(Location identification entries)
::::
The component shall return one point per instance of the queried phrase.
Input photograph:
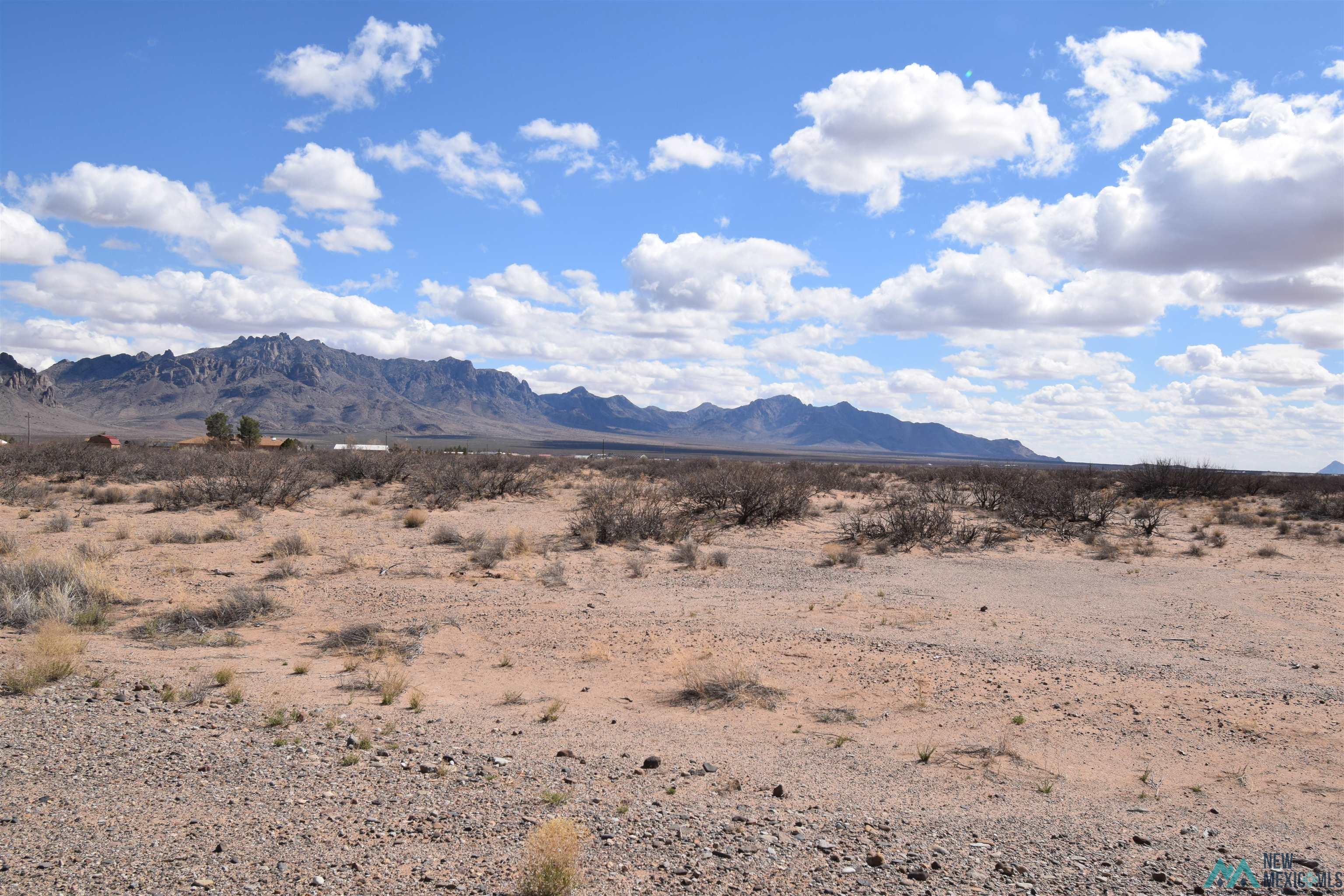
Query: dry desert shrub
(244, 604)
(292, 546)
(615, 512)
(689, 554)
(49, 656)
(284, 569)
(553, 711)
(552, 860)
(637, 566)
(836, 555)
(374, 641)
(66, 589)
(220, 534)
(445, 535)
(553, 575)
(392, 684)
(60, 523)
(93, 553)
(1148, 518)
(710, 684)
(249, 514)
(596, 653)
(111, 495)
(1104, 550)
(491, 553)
::::
WHAT TO DO: Please copy the entries above word for word, leaving out the pictures.

RESULT FOR THIS TASK:
The component shall return one point per instance of the queried phrase.
Input photograph:
Query: dry desert shrub
(244, 604)
(292, 546)
(615, 512)
(689, 554)
(49, 656)
(284, 569)
(553, 711)
(552, 860)
(637, 566)
(836, 555)
(374, 641)
(66, 589)
(220, 534)
(445, 535)
(553, 575)
(392, 684)
(60, 523)
(93, 553)
(1148, 518)
(710, 684)
(249, 514)
(596, 653)
(111, 495)
(1104, 550)
(491, 553)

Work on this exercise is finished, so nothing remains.